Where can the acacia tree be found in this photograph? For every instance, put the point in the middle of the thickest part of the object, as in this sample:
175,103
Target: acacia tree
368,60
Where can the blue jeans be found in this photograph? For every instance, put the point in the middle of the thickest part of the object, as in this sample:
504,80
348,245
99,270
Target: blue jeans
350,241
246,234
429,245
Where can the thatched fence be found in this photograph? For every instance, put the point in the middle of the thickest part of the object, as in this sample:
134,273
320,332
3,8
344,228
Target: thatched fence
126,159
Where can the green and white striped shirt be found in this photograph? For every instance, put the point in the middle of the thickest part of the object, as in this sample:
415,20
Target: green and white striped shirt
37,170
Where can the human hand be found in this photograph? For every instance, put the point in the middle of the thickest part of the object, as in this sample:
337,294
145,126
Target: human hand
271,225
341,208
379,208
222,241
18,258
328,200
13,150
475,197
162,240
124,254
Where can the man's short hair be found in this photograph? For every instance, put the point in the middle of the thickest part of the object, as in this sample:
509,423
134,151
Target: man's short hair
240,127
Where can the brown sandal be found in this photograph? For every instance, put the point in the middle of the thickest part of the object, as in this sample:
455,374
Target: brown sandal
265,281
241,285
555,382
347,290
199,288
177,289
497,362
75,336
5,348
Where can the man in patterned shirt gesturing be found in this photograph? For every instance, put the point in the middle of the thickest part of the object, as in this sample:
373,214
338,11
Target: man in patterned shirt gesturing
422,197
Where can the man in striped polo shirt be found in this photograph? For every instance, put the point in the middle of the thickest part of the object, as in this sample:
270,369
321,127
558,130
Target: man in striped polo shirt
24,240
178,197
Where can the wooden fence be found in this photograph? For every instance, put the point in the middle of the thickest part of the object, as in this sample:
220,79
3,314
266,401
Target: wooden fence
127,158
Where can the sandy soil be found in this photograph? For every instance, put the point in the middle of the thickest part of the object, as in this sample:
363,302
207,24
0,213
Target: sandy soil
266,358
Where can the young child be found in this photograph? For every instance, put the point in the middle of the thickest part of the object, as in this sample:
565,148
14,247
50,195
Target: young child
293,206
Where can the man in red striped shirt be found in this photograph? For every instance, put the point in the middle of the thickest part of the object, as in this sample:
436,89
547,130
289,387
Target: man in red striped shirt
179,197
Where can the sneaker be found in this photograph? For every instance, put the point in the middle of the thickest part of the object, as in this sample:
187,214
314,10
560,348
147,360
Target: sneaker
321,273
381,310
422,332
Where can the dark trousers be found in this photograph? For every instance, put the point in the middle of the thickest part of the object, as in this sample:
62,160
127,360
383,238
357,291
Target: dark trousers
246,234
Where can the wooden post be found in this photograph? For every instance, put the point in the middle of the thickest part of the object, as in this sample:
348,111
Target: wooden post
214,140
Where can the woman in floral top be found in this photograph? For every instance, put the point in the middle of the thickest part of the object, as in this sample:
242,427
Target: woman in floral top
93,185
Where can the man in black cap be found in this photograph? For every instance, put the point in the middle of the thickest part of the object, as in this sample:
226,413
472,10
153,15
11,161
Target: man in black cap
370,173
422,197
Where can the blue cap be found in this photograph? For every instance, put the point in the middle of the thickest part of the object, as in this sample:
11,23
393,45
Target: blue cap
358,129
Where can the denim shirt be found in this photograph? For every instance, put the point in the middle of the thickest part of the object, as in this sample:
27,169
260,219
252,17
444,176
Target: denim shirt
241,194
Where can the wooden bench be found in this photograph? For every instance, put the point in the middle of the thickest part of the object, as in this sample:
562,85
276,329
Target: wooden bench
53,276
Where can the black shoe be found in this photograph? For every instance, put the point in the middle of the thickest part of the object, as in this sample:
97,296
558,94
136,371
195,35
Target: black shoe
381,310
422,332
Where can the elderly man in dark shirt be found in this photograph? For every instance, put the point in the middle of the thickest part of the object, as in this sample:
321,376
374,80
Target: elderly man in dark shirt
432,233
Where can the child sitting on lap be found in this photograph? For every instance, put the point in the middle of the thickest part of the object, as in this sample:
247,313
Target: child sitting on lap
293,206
_ _ _ _ _ _ _
EXERCISE DIRECTIONS » Can you rewrite all of the records above, replacing "thickest part" with "widest part" wherever it appears and leaving everything else unchanged?

COMPLETED EXERCISE »
Where can the acacia tree be found in this photograph? For every instance, put the point in the middle of the widest part of the object, as in this sample:
175,103
Target: acacia tree
368,60
Where can the blue jeans be found in this photograph? For every instance, put the point in the middle of the widest part of the object, as in this sample:
504,80
348,245
99,270
Target: blue jeans
350,241
246,234
429,245
Where can the thatched fence be found in this photograph? For every instance, put the point in the middle of the widest part of the object, as in this sample:
134,273
320,332
3,8
344,228
Target: thatched fence
126,159
Where can the green and white striped shirt be found in this photograph? For every instance, put the point in the middle of the widest part of the object, as in this sample:
415,20
Target: green and white striped shirt
37,170
Where can the human hand be found in this photograph? For every instance, put the point in the middle of the widest part of the object, as in this sample:
337,294
145,126
Target: human hand
271,225
341,208
379,208
222,241
18,258
328,200
13,150
475,197
162,240
124,254
Where can the man's short hair be found in this photograph? For every instance, put the point in the middle of the widest part of the object, as in this sample:
509,423
134,151
Target: man's short hair
240,127
Where can the brown sandal be found in this photograph? For every instance, put the point in the middle of the widest part of the object, as in this sample:
455,374
Target: brown sandal
265,281
241,285
555,382
347,290
199,288
177,289
497,362
75,336
5,348
Where can the man in patterned shirt gesturing be found in this photograph? For every instance, put the point in the middle of the widest part of the object, as in this sample:
373,214
338,11
Target: man in patterned shirt gesturing
422,197
Where can the man in striped polo shirt be found in this photograph? For every instance, put the point in the middle of the widest part of the object, as in this sample:
270,369
321,127
558,130
Target: man in striped polo shirt
24,240
178,197
Where can the wooden fence be found in this photograph? For every instance, put the point in the middle of the widest part of the object, as in this sample:
220,79
3,314
266,401
Target: wooden fence
127,158
Where can the sandy soil be found in this photograph? For every instance, put the point in the middle of the widest part of the object, as in this sample:
363,302
207,24
0,213
Target: sandy soil
266,358
Where can the young child be found in this photograph? For every instance, put the point in the middle of the widest part of the object, as in this sample:
565,148
14,247
50,195
Target: young child
293,206
Where can the man in red striped shirt be found in this photograph? For every instance, put the point in the middle of the widest part of the object, as in this sample:
436,89
547,130
289,387
Target: man in red striped shirt
179,197
Where can the sneaker be found in this photograph? For every instance, put the point in the middle of the widest part of the object, as in this sample:
187,214
314,10
560,348
147,360
Target: sneaker
321,273
381,310
422,332
Where can the dark trousers be found in this photograph? For every instance, put the point in the middle of the widest part of the object, as in this sample:
62,160
127,360
383,238
357,291
Target: dark trousers
246,234
Where can the wooden post be found in this photograph? For every instance, put the point in the middle of the widest part of the object, as in this sample:
348,111
Target: wooden post
214,140
Where can the woman in floral top be found in this photograph? For every instance, put the point in the middle of the widest part of the object, as in this sample:
242,427
Target: woman in floral top
93,185
Where can the man in black cap be found in this photograph? For every instance, put the point in the middle of the widest part of the object, as in this sample:
226,413
472,10
153,15
11,161
Target: man in black cap
370,173
422,197
Where can the blue cap be found in this photograph? For every instance, put the point in the middle of the widest part of the object, as in this sample:
11,23
393,45
Target: blue cap
358,129
Where can the denim shirt be found in this photograph? For every instance, put the point in the middle of the widest part of the object, as in this sample:
27,169
260,219
252,17
444,176
Target: denim shirt
241,194
Where can the wooden bench be found in this photograph? For every instance, put the point in the middle of the widest part of the object, as in this sample:
562,85
276,329
Target: wooden bench
53,276
Where can the black shoe be found in this photograph? For every instance, put the point in the middle of the widest part of the object, as in this sample:
97,296
558,94
136,371
195,35
Target: black shoe
381,310
422,332
Where can the elderly man in dark shirt be found in this photograph? For every instance, put the point in the middle of the widest part of the object, as in this sample:
321,376
374,80
Target: elderly man in dark shirt
432,233
Where can the child sitting on lap be found in this photograph? For every instance, put the point in the middle of the widest part of the object, as in this sample:
247,313
Target: child sitting on lap
293,206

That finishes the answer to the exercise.